-- Begin Supplied material --
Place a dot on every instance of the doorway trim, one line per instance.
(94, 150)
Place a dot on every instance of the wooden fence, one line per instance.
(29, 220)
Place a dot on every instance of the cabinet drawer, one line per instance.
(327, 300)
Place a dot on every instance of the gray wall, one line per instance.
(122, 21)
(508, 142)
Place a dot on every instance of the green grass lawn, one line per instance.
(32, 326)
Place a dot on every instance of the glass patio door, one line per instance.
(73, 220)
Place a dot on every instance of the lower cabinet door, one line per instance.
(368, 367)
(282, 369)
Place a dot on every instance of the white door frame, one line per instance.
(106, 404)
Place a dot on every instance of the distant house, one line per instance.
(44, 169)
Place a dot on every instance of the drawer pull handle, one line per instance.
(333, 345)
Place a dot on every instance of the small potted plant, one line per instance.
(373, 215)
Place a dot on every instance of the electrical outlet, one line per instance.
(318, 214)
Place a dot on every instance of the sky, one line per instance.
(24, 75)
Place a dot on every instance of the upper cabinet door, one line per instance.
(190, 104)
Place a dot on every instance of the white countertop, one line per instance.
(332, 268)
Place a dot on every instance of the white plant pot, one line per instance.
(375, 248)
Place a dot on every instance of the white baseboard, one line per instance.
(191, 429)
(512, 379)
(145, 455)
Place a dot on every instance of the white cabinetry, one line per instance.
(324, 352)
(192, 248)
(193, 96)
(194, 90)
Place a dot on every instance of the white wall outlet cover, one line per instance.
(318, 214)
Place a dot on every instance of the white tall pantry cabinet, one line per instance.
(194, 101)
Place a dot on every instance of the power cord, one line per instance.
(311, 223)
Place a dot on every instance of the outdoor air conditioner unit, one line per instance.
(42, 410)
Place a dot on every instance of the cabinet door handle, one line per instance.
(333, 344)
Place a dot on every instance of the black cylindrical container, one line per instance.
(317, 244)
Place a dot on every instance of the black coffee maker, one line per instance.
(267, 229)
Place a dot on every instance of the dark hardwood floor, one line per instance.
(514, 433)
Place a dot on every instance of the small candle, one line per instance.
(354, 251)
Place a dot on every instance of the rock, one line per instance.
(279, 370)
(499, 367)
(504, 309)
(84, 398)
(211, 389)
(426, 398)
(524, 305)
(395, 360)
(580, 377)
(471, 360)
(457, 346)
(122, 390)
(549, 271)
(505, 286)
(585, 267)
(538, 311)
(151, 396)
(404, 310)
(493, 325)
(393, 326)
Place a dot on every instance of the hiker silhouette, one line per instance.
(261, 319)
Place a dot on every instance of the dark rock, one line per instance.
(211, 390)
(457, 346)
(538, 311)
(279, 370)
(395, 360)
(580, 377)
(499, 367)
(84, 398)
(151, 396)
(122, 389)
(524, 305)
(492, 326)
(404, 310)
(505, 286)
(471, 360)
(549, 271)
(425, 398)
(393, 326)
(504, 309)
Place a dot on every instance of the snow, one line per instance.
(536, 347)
-- End Supplied material --
• [Do this]: Rewrite the part of the material that opens with the line containing "Place a dot on every instance of the small candle, one" and runs through the end of the material, requests included. Shift every coordinate in the answers by -26.

• [Solved exercise]:
Place a dot on every instance of the small candle, one line per instance.
(328, 225)
Place a dot on every instance of the rock, one line per instance.
(253, 344)
(473, 341)
(478, 283)
(58, 372)
(185, 363)
(400, 372)
(498, 279)
(369, 334)
(554, 351)
(445, 334)
(431, 320)
(96, 364)
(523, 245)
(479, 260)
(559, 241)
(512, 285)
(125, 370)
(378, 284)
(467, 299)
(367, 300)
Place a dot on every instance of the hiker silhouette, one line per instance.
(235, 293)
Place a dot on every instance of the dark rock, one line per instance.
(185, 364)
(431, 320)
(512, 285)
(253, 344)
(369, 334)
(554, 351)
(473, 341)
(58, 372)
(125, 370)
(96, 363)
(498, 279)
(466, 300)
(378, 284)
(479, 260)
(445, 334)
(523, 245)
(399, 372)
(367, 300)
(478, 283)
Place a dot on every instance of the snow, one line per instance.
(510, 321)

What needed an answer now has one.